Legislation Cited: Child Protection (Offenders Registration) Act 2000 (NSW), s 17(1)
Crimes Act 1900 (NSW), s 91H(2)
Crimes (Sentencing Procedure) Act 1999 (NSW), s 44(2)
Criminal Code (Cth), ss 474.19, 474.24A(1)
Cases Cited: Berryman v R [2017] NSWCCA 297
Director of Public Prosecutions (Cth) v Beattie (2017) 270 A Crim R 556; [2017] NSWCCA 301
House v The King (1936) 55 CLR 499
Huggett v R [2021] NSWCCA 62
Lyons v R [2017] NSWCCA 204
Nguyen v The Queen (2016) 256 CLR 656; [2016] HCA 17
Obeid v R (2017) 96 NSWLR 155; [2017] NSWCCA 221
R v Porte (2015) 252 A Crim R 294; [2015] NSWCCA 174
RvXX (2009) 195 A Crim R 38; [2009] NSWCCA 115
Category: Principal judgment Parties: Arthur George Bisiker (Applicant)
Regina (Respondent)Representation: Counsel:
J Brock (Applicant)
A McGrath (Crown)
Solicitors:
Legal Aid NSW (Applicant)
Commonwealth Director of Public Prosecutions (Crown)
File Number(s): 2018/00142008 Decision under appeal
- Court or tribunal:
- District Court
- Jurisdiction:
- Criminal
- Citation:
Nil
- Date of Decision:
- 04 September 2020
- Before:
- Craigie SC DCJ
- File Number(s):
- 2018/00142008
HEADNOTE
[This headnote is not to be read as part of the judgment]
The applicant pleaded guilty to four offences, two under federal law and two under State law. Three of those offences related to the transmission or possession of child pornography. The other related to the applicant’s failure to comply with reporting conditions previously imposed on him pursuant to the Child Protection (Offenders Registration) Act 2000 (NSW).
The cumulative total of the sentences imposed was 16 years and 3 months. The primary judge allowed for a significant degree of concurrency in the terms of imprisonment. As a result, the total effective head sentence was reduced to 6 years and 11 months. The effective non-parole period was set to be 4 years and 11 months.

#### [Data provided]
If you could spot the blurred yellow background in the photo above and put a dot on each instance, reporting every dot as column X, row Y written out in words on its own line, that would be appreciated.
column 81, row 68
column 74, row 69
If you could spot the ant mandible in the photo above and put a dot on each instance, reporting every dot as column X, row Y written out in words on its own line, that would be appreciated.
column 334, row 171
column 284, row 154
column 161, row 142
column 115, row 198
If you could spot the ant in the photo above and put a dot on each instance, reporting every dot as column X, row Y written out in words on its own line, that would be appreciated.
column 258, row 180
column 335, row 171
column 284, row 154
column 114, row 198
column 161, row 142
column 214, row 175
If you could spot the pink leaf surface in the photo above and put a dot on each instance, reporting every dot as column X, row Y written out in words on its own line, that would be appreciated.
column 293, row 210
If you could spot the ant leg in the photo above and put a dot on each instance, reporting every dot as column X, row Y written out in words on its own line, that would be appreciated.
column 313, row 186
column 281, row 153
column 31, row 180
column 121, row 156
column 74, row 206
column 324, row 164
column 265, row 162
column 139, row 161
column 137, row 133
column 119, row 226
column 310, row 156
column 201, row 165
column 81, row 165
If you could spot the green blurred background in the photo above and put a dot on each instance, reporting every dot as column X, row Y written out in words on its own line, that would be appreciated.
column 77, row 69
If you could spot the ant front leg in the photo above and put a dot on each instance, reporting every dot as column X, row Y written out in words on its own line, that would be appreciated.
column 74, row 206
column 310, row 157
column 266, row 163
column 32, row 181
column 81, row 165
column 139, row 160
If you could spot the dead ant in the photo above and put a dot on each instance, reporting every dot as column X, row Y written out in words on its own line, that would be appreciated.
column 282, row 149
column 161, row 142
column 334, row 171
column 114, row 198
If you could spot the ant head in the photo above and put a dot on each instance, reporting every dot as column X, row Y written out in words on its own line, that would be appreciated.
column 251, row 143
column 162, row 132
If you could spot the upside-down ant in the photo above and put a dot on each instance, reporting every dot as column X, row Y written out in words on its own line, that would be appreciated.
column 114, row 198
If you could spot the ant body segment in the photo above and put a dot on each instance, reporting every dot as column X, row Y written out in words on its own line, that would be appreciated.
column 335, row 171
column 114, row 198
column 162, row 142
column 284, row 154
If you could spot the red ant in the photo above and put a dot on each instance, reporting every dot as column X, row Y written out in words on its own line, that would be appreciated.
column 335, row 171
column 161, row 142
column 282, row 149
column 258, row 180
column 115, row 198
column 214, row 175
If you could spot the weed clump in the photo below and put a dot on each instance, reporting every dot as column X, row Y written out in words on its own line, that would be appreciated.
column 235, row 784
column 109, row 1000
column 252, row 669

---

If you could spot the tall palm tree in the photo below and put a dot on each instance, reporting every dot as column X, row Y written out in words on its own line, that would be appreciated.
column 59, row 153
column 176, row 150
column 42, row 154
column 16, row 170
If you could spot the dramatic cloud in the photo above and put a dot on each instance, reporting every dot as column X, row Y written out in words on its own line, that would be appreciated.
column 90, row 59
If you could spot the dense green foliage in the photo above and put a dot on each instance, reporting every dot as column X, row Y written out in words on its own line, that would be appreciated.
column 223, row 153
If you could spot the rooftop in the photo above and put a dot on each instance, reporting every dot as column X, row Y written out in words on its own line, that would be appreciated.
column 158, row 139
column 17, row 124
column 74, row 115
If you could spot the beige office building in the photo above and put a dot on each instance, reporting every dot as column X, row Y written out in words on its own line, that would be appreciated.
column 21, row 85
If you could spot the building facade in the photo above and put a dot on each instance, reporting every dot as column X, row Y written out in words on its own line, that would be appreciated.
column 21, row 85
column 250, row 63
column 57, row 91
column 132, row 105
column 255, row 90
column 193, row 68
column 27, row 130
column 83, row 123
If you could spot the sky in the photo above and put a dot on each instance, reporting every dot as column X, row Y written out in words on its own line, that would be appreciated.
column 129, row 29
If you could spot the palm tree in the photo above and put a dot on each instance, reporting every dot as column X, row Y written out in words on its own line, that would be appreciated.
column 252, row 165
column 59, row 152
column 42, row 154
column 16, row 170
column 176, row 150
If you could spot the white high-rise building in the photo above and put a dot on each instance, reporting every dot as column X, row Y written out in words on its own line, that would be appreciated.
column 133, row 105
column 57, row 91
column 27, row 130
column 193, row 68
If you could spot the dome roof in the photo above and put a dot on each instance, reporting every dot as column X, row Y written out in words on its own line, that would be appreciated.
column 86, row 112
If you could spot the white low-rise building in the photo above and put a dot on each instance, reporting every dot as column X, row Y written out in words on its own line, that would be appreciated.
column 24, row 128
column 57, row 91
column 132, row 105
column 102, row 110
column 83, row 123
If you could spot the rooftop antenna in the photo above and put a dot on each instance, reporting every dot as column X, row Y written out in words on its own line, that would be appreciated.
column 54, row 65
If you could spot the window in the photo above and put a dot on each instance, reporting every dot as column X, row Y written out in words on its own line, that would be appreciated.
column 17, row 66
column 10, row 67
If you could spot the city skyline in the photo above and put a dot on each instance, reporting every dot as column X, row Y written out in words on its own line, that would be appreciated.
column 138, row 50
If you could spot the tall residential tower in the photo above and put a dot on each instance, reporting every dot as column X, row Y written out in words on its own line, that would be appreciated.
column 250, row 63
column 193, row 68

#### [Exercise 1]
Based on the judgment excerpt, say whether each statement agrees with it, answering yes or no and quoting the exact words that decide it: (a) the applicant pleaded guilty to five offences; (b) the effective non-parole period was 4 years and 11 months; (c) the decision under appeal came from the Supreme Court.
#### [Exercise 2]
Render the lines of the listing as a JSON list of strings, with one string per line and blank lines left out. Include only the lines from the one containing "If you could spot the ant head" up to and including the one containing "column 252, row 669".

#### [Output 1]
(a) No: "The applicant pleaded guilty to four offences"
(b) Yes: "The effective non-parole period was set to be 4 years and 11 months."
(c) No: "District Court"

#### [Output 2]
[
  "If you could spot the ant head in the photo above and put a dot on each instance, reporting every dot as column X, row Y written out in words on its own line, that would be appreciated.",
  "column 251, row 143",
  "column 162, row 132",
  "If you could spot the upside-down ant in the photo above and put a dot on each instance, reporting every dot as column X, row Y written out in words on its own line, that would be appreciated.",
  "column 114, row 198",
  "If you could spot the ant body segment in the photo above and put a dot on each instance, reporting every dot as column X, row Y written out in words on its own line, that would be appreciated.",
  "column 335, row 171",
  "column 114, row 198",
  "column 162, row 142",
  "column 284, row 154",
  "If you could spot the red ant in the photo above and put a dot on each instance, reporting every dot as column X, row Y written out in words on its own line, that would be appreciated.",
  "column 335, row 171",
  "column 161, row 142",
  "column 282, row 149",
  "column 258, row 180",
  "column 115, row 198",
  "column 214, row 175",
  "If you could spot the weed clump in the photo below and put a dot on each instance, reporting every dot as column X, row Y written out in words on its own line, that would be appreciated.",
  "column 235, row 784",
  "column 109, row 1000",
  "column 252, row 669"
]